*What you should do*. Copy the listing verbatim, excluding any images found in it.

*Data for the task*.
'''
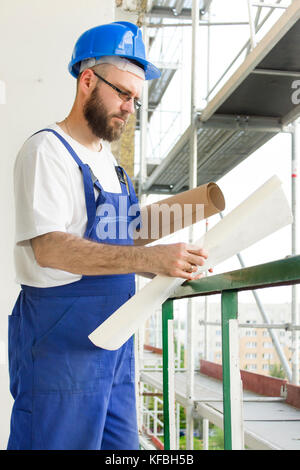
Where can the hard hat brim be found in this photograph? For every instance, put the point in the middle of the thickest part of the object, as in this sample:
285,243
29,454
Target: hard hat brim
151,71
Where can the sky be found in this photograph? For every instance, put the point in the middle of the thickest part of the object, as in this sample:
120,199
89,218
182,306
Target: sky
172,119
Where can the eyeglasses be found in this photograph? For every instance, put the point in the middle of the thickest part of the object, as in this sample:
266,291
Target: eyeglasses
122,94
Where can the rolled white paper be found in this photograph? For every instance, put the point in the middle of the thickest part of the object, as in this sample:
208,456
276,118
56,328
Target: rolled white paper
261,214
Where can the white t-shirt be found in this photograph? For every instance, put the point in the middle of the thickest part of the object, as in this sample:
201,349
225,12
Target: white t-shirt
49,196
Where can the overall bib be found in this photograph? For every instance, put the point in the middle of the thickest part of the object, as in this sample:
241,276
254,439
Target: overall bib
70,394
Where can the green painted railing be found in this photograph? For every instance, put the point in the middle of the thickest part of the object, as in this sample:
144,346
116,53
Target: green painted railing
277,273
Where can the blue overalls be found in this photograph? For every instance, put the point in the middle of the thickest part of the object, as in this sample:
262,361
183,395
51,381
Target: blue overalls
70,394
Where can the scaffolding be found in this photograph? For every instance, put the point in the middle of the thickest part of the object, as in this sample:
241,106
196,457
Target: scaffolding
247,106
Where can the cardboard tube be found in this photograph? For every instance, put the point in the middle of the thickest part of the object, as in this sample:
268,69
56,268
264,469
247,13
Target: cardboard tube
179,211
263,213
'''
*Solution for this task*.
Where can the hard hat brim be found in this photograph? For every instance, put the point in the middle of the thickest part of the object, as in this sample:
285,243
29,454
Target: hard hat brim
151,71
Where can the sky be found in this photograph? For every instance, put the point in the middle of the thickest part of the object, as in this sample:
120,199
89,218
182,306
Target: sky
172,119
Where can the eyeglasses be found in this photograph? For every instance, put the point in the middle of the thickest part of the object, as in this sample:
266,291
Target: eyeglasses
122,94
Where can the rolled white paper be found in this photograph? For every instance, put the point in the middle of the thickest part of the object, as in this sample:
208,456
276,118
56,328
Target: rolled white paper
261,214
Where can the white t-shirt be found in this photograph? For every instance, put the point in the middle of the thickest part of the object, as in this sample:
201,349
225,12
Target: white t-shirt
49,196
Where can the overall bib be found in this photograph? For every instance, put the point in the middle of the thickest part of the object, as in this sample:
241,276
254,439
Target: overall bib
70,394
Where can the green painted railing be found in this photograph? For every instance, put the point in the middle of the thickest part of the object, as in this sample:
144,346
116,53
Target: green painted railing
277,273
Where can the blue overalls be found in this photograph? For every instance, put the point in the middle of the thickest part of the object, as in this sample:
262,361
183,395
51,381
Target: blue overalls
70,394
Where can the scaffolding be found in this photograph? For every instance, put the point in the middle of the thickest part of the object, as in this sample:
241,106
196,457
Target: scaffolding
247,106
Where can the cardboard tube be found in this photograph? For every instance, put the point in the middle of the thickest part of the object, as in this sample:
268,69
56,268
264,469
247,13
Target: cardboard tube
179,211
263,213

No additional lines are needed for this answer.